* Requirements *
Copy the rows below word for word, everything from the line that contains "Batch #47 — class to annotate: martello" down to the line that contains "[0,44,604,480]", with both of those lines included.

___ Source material

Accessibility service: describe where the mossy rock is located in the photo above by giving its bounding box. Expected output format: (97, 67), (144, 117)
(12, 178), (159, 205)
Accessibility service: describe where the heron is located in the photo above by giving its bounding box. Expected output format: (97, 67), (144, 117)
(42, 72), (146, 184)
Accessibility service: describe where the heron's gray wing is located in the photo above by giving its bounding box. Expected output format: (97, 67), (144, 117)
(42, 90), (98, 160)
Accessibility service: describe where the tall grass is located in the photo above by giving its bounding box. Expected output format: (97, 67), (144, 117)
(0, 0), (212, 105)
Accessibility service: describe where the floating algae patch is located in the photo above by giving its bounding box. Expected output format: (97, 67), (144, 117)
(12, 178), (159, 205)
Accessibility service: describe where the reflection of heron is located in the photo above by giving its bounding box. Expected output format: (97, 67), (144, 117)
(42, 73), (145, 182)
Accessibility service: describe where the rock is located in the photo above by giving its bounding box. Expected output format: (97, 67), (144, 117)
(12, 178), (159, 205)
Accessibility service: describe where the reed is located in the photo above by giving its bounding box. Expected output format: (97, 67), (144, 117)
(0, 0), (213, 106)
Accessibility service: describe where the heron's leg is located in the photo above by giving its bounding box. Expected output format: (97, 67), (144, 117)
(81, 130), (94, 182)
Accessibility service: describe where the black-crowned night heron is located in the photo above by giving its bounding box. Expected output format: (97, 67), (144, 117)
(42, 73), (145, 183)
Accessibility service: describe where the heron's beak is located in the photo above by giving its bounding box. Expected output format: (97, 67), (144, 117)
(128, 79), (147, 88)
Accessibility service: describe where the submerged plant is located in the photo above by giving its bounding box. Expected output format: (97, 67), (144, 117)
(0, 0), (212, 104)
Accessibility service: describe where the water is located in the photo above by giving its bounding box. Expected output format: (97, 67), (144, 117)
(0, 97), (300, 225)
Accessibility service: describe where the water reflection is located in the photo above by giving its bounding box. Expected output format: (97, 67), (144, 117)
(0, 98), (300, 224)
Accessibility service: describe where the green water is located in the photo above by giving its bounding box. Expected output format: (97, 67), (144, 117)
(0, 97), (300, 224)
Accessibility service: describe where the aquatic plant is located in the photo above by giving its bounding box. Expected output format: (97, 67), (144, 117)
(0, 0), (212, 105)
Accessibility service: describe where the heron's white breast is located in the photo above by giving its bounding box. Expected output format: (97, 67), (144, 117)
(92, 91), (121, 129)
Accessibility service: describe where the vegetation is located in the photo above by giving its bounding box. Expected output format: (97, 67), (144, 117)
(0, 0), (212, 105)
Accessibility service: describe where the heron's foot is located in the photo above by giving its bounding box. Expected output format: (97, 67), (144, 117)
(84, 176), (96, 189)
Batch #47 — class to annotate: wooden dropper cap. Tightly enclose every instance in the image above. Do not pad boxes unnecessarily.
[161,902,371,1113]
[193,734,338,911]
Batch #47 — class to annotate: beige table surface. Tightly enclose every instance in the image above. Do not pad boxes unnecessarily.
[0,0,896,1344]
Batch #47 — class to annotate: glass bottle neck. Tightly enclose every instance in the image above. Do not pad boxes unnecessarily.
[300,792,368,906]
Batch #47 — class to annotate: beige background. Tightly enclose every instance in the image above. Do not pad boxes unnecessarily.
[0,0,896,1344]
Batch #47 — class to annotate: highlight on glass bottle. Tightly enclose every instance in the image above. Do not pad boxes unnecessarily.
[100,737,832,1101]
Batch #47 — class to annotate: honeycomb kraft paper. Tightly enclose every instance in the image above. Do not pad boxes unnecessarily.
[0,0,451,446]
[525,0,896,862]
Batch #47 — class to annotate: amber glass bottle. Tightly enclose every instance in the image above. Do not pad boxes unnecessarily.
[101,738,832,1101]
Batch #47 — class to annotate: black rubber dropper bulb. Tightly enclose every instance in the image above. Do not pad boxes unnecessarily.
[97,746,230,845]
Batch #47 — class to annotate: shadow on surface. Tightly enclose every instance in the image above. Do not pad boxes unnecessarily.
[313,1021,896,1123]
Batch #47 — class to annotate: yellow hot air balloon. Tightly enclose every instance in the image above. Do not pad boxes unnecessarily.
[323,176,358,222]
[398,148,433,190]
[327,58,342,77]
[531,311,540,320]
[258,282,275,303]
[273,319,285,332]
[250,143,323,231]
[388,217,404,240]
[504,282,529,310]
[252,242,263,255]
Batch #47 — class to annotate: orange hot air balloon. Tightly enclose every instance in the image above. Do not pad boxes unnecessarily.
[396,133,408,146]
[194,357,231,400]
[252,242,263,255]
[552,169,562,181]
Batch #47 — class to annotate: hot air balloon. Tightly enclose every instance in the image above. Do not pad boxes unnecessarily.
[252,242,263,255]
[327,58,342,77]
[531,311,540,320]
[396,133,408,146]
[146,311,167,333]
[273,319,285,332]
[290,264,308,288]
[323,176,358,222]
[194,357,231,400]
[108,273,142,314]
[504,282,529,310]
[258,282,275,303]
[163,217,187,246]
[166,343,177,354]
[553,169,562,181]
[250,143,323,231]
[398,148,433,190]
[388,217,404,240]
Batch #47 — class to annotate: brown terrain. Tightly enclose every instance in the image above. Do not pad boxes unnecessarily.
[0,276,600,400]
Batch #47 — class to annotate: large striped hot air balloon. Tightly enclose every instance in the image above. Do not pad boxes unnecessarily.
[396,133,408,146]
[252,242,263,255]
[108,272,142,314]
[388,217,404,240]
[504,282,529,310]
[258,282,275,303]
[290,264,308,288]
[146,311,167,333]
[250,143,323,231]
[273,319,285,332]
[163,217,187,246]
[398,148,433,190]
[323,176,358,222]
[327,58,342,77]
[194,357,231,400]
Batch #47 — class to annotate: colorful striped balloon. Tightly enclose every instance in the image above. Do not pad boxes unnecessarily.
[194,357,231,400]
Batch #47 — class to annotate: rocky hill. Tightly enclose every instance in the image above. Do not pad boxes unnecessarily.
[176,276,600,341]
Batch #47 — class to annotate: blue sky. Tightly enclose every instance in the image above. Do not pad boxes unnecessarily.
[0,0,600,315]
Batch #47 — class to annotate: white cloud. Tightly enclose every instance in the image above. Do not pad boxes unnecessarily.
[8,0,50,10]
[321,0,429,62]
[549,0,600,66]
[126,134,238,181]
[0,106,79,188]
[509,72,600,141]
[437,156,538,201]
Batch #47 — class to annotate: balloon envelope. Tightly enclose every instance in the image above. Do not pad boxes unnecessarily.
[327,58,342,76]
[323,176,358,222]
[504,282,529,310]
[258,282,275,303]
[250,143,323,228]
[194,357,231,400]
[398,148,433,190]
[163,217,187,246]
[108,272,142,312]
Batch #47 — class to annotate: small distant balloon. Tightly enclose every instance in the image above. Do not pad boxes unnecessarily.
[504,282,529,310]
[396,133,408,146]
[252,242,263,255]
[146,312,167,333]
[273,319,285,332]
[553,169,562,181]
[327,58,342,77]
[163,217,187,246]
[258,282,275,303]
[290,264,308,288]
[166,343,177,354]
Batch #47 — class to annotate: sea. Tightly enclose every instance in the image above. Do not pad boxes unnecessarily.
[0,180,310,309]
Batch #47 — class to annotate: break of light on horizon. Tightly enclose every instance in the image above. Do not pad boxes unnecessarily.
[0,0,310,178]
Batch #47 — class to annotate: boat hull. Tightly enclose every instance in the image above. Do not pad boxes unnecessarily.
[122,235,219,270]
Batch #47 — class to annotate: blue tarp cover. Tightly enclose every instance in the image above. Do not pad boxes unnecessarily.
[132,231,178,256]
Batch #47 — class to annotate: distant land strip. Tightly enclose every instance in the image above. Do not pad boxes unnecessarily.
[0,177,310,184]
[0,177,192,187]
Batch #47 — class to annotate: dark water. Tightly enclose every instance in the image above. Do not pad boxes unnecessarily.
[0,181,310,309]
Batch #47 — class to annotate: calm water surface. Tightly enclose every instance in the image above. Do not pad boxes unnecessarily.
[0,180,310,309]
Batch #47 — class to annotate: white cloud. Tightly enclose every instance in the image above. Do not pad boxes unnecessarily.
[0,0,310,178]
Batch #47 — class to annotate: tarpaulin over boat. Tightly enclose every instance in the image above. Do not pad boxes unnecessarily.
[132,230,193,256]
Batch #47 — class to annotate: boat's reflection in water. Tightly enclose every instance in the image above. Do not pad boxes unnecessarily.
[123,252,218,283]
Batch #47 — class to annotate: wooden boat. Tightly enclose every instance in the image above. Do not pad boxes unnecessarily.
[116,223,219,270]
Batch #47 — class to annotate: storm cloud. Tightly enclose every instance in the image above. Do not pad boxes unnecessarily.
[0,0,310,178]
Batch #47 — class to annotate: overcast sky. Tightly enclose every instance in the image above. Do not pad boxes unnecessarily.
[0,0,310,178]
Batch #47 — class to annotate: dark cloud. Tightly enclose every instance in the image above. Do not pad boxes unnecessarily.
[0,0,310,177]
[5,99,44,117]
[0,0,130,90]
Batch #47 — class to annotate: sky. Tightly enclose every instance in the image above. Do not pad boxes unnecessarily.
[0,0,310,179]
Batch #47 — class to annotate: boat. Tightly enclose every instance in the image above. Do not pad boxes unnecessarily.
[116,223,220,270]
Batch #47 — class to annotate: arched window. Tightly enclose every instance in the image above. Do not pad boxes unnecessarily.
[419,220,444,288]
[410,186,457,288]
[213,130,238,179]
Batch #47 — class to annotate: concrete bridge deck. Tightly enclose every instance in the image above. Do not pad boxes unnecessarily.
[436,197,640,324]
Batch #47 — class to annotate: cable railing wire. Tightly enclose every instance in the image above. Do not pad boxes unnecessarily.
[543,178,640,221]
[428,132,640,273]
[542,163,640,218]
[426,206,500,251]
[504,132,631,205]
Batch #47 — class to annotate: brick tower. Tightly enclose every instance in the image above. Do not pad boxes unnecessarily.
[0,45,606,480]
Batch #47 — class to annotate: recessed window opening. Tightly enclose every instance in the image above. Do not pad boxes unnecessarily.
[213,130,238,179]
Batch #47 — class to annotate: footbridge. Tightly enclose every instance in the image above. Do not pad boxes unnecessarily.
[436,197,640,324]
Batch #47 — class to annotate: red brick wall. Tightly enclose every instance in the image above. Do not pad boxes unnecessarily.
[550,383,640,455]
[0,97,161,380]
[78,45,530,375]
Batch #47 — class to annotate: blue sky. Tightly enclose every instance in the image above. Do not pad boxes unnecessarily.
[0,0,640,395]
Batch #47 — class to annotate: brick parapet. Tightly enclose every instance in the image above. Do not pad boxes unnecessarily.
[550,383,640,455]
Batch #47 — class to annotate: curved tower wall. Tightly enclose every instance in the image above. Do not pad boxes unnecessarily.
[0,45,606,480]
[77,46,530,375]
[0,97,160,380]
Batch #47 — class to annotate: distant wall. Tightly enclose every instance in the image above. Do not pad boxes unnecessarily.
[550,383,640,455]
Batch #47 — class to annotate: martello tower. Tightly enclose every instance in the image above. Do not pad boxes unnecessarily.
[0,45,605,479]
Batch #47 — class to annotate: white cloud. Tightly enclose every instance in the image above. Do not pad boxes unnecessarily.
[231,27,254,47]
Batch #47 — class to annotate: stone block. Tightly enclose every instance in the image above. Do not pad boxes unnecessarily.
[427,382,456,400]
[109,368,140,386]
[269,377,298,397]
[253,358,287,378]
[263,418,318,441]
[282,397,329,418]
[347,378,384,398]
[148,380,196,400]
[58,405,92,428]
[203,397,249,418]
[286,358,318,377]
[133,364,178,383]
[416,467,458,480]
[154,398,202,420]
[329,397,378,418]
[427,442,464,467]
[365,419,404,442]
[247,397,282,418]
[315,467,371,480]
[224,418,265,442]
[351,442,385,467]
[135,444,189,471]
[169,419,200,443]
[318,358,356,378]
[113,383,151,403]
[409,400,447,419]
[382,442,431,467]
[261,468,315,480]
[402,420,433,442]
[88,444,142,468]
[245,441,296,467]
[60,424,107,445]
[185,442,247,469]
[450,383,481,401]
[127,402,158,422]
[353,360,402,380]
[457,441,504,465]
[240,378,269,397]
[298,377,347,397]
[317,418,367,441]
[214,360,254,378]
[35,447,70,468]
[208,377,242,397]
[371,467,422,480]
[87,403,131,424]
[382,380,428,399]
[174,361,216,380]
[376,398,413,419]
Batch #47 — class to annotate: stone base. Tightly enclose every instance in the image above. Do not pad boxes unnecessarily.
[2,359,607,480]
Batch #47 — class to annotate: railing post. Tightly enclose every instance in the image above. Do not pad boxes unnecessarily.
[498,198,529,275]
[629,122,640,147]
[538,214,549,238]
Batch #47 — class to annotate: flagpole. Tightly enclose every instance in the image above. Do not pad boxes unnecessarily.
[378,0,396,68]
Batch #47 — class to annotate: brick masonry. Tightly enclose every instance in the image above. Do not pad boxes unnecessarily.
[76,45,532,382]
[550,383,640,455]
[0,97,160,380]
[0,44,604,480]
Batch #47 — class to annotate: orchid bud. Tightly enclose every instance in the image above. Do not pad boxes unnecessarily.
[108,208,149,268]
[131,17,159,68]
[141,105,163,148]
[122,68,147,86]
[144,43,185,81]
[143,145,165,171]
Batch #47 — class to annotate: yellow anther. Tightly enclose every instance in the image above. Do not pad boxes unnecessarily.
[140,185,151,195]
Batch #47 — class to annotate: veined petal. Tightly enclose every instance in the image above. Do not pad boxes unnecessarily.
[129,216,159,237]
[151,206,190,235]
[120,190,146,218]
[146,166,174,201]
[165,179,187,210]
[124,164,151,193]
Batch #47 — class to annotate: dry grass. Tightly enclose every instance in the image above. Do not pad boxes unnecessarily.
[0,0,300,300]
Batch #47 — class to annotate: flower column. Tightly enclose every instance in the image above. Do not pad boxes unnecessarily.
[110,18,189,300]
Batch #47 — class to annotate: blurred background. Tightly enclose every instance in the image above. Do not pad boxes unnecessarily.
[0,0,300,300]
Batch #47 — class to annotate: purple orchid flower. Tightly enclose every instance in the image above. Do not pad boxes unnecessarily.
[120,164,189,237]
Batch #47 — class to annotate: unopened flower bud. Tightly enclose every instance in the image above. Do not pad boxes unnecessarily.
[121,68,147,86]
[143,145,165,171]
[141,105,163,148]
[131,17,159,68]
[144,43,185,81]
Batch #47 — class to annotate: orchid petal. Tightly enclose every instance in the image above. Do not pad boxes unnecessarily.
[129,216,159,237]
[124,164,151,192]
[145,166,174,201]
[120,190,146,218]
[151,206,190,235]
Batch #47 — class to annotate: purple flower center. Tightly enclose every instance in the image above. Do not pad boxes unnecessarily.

______

* Answer to the task *
Batch #47 — class to annotate: martello tower. Tightly enclose every instance in the image above. Do not pad boxes unnecessarily.
[0,45,605,479]
Batch #47 — class to annotate: white cloud. Tightly enclose every instance in the image above. Do not pad boxes unnecessarily.
[231,27,254,47]
Batch #47 — class to annotate: stone block. Tightly enclose every instance in the image above. Do not pad boxes unnecessarily.
[427,382,456,400]
[109,368,140,386]
[269,377,298,397]
[253,358,287,378]
[263,418,318,441]
[282,397,329,418]
[347,378,384,398]
[148,380,196,400]
[58,405,92,428]
[203,397,249,418]
[286,358,318,377]
[133,364,178,383]
[416,467,458,480]
[154,398,202,420]
[329,397,378,418]
[427,442,464,467]
[365,419,404,442]
[247,397,282,418]
[315,467,371,480]
[224,418,265,442]
[351,442,385,467]
[135,444,189,471]
[169,419,200,443]
[318,358,356,378]
[113,383,151,403]
[409,400,447,419]
[382,442,431,467]
[261,468,315,480]
[402,420,433,442]
[88,444,142,468]
[245,441,296,467]
[60,424,107,445]
[185,442,247,469]
[450,383,481,401]
[127,402,158,422]
[353,360,402,380]
[457,441,504,465]
[240,378,269,397]
[298,377,347,397]
[317,418,367,441]
[214,360,254,378]
[35,447,70,468]
[208,377,242,397]
[371,467,422,480]
[87,403,131,424]
[382,380,428,399]
[174,361,216,380]
[376,398,413,419]
Batch #47 — class to annotate: stone base. Tightly enclose every instance in the image above. Do not pad boxes unnecessarily.
[2,359,607,480]
Batch #47 — class to annotate: railing post. Tightly enclose every instance in the image above. Do not pad boxes unnecessarily.
[498,198,529,275]
[629,122,640,147]
[538,214,549,238]
Batch #47 — class to annotate: flagpole. Tightly enclose every instance in the image above. Do not pad boxes unnecessarily.
[378,0,396,68]
Batch #47 — class to annotate: brick masonry. Tightly enclose every instance in the image above. Do not pad boxes unnecessarily.
[76,45,532,382]
[550,383,640,455]
[0,97,160,380]
[0,44,604,480]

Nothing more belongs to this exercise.